→ **Page extract**

========

Kirk Game

Personal information
- Full name: Kirk Michael Game
- Date of birth: 22 October 1966 (age 59)
- Place of birth: Rochford, England
- Height: 6 ft 2 in (1.88 m)
- Position: Defender

Youth career
- 1977–1985: Southend United

Senior career*
- Years: Team / Apps / (Gls)
- 1985–1987: Colchester United / 29 / (0)
- Dartford
- 1987–1988: Chelmsford City / 9 / (0)
- Heybridge Swifts
- Dagenham & Redbridge
- 1998–2000: Billericay Town
- Braintree Town

International career
- England U16

= Kirk Game =

English footballer

Kirk Michael Game (born 22 October 1966) is a former professional footballer who played as a defender and midfielder for Southend United, Colchester United and a number of semi-professional football clubs in England.

==Early life==
Game was raised in Essex where he played in local junior leagues as a boy for Hadleigh Town, Blenheim Sports and Leigh Ramblers.

==Club career==

===Southend United===
Game joined Southend United at the age of eleven and gradually worked his way through the playing ranks. He represented the under-18 youth team at fifteen whilst still at school and regularly trained with the first team squad during his school breaks. He signed as an apprentice at sixteen, became captain of the youth team and eventually the reserves.

He was offered a professional contract just after his seventeenth birthday by Bobby Moore, then manager of Southend. Game turned down a new contract he left the club for local rivals Colchester United.

===Colchester United and later career===
Former Everton and Norwich manager, Mike Walker, then manager of Colchester United, signed Game and it wasn't long before he made his return to his old club to secure a well earned draw. He made 29 appearances in the Football League for Colchester.

After several successful seasons Game took up a new challenge by moving to Europe where he played in Germany.

He returned to England a year later to play semi-professional for Dartford who were managed by Peter Taylor.

He remained at non-League level for the rest of his career playing for Chelmsford City, Heybridge Swifts, Dagenham & Redbridge, Billericay Town, Braintree Town.

==Coaching career==
Game became football coach having achieved the UEFA 'A' licence and has been a coach/manager at the Youth Academy of West Ham United.

He also has many years experience as a secondary school P.E. Teacher, personal fitness trainer and has run many independent soccer schools and coaching clinics in England and the USA. He now manages the full-time U19 Academy at Heybridge Swifts with former West Ham United player Stuart Slater.

========

→ **Stored records**
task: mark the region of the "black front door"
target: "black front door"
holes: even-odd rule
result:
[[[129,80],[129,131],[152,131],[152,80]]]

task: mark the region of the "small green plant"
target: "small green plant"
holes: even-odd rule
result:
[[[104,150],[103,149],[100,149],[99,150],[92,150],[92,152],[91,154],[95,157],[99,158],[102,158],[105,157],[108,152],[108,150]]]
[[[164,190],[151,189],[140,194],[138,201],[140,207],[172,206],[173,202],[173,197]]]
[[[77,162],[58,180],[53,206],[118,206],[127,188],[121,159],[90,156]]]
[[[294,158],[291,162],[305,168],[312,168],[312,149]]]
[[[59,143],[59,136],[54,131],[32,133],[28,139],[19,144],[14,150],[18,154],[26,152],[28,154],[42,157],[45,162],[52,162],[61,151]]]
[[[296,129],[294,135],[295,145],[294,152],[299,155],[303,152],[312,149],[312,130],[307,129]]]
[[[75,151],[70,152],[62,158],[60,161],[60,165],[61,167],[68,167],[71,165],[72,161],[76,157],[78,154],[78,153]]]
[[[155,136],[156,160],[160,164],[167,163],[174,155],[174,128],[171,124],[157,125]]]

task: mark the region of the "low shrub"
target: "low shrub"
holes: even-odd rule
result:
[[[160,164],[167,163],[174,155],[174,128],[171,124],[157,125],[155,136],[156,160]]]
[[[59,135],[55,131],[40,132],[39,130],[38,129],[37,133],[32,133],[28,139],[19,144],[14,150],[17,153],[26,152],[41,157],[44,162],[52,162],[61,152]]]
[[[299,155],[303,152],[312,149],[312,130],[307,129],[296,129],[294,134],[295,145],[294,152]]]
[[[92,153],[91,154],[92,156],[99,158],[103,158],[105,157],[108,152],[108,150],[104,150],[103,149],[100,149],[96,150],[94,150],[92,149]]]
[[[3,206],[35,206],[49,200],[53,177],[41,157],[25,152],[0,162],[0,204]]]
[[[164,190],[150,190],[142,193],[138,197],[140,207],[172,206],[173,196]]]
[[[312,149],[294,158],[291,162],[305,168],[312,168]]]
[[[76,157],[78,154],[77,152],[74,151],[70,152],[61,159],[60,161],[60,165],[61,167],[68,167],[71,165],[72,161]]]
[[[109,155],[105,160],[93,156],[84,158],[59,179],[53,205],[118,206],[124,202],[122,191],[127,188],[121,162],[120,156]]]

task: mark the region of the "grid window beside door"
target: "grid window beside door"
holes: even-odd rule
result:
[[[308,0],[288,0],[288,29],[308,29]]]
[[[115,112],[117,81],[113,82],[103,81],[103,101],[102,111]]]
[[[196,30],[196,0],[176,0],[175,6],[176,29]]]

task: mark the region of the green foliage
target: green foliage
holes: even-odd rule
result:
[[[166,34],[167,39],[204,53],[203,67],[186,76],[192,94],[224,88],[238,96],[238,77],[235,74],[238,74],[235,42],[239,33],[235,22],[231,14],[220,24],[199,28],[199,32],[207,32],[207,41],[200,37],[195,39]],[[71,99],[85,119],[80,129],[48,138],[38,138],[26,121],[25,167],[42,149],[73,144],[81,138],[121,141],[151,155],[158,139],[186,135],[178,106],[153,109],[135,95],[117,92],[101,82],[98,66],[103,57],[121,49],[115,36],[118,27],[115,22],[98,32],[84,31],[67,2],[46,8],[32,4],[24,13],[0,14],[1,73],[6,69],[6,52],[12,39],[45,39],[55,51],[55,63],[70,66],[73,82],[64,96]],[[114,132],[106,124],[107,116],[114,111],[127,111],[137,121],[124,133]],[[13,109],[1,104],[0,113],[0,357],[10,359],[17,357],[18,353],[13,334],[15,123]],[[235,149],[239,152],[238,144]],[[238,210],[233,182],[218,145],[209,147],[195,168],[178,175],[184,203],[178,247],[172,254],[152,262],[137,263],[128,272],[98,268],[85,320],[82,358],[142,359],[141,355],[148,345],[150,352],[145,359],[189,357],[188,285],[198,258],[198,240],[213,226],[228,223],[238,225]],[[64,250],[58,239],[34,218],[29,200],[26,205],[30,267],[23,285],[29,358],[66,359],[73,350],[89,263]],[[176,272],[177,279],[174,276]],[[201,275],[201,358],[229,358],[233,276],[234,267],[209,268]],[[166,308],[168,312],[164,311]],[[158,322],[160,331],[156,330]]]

========

→ **Complete the following**
a) In the Kirk Game article, reproduce word for word everything from "He remained at" down to "West Ham United.".
b) According to the Kirk Game article, who managed Dartford when Game played there?

→ **Exercise solutions**
a)
He remained at non-League level for the rest of his career playing for Chelmsford City, Heybridge Swifts, Dagenham & Redbridge, Billericay Town, Braintree Town.

==Coaching career==
Game became football coach having achieved the UEFA 'A' licence and has been a coach/manager at the Youth Academy of West Ham United.

b) Peter Taylor